### The problem:
Copy the items verbatim, from the start of the items through the line containing "Provide the outline of every instance of the hardwood", with both ends included. Omit the pictures from your copy.

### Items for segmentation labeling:
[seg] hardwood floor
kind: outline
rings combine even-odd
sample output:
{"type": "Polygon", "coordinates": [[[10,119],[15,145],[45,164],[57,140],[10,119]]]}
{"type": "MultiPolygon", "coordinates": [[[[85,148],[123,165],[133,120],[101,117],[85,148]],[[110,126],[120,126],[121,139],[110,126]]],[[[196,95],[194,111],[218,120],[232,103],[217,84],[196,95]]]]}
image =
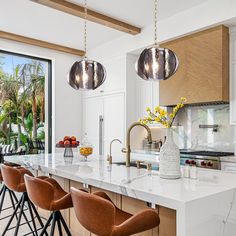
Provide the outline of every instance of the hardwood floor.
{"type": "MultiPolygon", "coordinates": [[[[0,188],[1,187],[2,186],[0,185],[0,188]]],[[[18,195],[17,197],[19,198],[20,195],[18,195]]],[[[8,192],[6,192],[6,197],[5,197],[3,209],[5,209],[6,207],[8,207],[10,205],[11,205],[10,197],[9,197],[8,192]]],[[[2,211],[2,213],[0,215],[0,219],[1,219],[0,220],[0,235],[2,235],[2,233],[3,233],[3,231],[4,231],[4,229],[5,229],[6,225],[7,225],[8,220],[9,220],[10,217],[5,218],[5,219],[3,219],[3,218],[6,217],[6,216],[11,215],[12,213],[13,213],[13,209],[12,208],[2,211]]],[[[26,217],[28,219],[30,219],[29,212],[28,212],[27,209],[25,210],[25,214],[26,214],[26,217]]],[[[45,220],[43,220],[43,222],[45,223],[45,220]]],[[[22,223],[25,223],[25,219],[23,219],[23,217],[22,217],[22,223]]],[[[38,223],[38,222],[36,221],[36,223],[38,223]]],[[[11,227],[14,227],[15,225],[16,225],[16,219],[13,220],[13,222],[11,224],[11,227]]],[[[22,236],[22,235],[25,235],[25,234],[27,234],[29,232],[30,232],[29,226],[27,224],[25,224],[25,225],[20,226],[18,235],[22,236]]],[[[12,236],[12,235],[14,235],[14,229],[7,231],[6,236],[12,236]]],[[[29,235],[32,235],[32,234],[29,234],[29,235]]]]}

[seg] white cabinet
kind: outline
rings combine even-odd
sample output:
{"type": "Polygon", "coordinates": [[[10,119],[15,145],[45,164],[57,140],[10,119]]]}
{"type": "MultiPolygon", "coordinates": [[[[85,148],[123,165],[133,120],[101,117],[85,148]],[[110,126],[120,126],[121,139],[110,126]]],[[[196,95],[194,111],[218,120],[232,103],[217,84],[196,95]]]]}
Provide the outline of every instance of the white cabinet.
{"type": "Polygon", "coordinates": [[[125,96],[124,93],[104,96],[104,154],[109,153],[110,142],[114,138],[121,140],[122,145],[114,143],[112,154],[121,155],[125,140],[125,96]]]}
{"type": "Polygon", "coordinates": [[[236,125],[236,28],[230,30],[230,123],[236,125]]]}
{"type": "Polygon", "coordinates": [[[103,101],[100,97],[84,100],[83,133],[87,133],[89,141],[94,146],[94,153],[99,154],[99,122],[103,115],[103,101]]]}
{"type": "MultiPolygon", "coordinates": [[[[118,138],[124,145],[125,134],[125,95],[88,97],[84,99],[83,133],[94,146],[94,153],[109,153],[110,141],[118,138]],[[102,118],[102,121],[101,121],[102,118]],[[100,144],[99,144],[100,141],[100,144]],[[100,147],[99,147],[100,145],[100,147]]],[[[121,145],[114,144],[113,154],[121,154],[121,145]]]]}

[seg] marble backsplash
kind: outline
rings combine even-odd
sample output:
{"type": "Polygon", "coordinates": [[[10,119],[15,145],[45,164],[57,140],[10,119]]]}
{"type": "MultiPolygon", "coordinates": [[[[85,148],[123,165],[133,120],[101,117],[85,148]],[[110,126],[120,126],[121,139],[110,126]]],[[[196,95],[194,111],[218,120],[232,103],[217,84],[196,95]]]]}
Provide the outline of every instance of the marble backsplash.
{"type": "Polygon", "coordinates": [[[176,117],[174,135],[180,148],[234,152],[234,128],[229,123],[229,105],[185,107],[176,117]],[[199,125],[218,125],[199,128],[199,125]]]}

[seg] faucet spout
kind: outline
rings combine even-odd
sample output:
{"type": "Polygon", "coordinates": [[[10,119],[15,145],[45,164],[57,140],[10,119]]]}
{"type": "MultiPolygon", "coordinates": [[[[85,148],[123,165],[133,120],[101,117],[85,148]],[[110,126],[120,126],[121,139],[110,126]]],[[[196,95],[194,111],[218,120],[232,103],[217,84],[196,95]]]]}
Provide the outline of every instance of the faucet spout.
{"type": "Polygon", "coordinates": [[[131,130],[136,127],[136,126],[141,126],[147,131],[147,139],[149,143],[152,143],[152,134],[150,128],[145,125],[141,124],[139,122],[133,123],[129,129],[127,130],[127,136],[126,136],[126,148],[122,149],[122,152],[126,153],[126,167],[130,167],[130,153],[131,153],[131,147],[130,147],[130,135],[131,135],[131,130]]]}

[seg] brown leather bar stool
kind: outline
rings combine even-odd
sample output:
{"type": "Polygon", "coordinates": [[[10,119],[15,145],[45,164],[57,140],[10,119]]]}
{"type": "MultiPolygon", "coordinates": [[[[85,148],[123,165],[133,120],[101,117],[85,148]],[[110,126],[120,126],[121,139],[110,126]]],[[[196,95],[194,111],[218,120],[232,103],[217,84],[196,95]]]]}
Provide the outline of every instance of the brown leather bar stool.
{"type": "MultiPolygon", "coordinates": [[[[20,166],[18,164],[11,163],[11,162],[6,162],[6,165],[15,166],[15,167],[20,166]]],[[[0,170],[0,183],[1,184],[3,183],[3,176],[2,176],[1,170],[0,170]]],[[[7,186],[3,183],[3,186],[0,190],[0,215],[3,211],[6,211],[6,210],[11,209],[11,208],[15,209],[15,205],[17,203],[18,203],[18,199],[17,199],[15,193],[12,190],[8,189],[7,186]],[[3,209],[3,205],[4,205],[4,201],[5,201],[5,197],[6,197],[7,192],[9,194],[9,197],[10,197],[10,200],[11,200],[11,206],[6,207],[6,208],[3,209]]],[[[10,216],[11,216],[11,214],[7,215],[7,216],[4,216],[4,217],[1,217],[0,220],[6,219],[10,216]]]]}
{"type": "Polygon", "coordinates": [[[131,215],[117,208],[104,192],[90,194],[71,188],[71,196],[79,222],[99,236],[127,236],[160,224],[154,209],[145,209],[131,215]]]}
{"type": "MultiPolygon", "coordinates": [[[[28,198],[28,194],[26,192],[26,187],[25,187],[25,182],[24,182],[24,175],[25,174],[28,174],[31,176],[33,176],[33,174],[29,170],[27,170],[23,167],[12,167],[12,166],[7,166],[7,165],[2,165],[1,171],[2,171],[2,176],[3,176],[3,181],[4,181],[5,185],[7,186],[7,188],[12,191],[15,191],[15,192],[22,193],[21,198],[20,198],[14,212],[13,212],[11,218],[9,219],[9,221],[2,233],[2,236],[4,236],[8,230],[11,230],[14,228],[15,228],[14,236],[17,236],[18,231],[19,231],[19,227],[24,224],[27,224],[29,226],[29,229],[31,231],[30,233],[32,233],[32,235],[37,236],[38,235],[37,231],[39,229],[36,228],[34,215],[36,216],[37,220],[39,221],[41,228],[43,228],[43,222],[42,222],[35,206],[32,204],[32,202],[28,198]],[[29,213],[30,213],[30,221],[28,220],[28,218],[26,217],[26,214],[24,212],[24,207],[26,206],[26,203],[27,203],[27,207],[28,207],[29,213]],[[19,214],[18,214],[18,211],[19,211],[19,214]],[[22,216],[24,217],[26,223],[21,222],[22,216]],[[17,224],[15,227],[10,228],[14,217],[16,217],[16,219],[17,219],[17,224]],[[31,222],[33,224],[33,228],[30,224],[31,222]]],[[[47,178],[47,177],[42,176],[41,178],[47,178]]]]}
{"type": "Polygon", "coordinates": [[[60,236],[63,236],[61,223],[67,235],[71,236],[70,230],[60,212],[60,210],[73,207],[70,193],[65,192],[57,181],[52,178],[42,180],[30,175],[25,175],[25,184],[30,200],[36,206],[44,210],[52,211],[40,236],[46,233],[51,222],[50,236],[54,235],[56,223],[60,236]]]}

### Full answer:
[seg] hardwood floor
kind: outline
rings combine even-odd
sample output:
{"type": "Polygon", "coordinates": [[[10,119],[15,145],[45,164],[57,140],[10,119]]]}
{"type": "MultiPolygon", "coordinates": [[[[85,148],[123,165],[133,120],[101,117],[85,148]],[[110,126],[120,126],[121,139],[110,126]]],[[[196,95],[194,111],[218,120],[232,103],[217,84],[196,95]]]]}
image =
Provide the outline of every instance of the hardwood floor.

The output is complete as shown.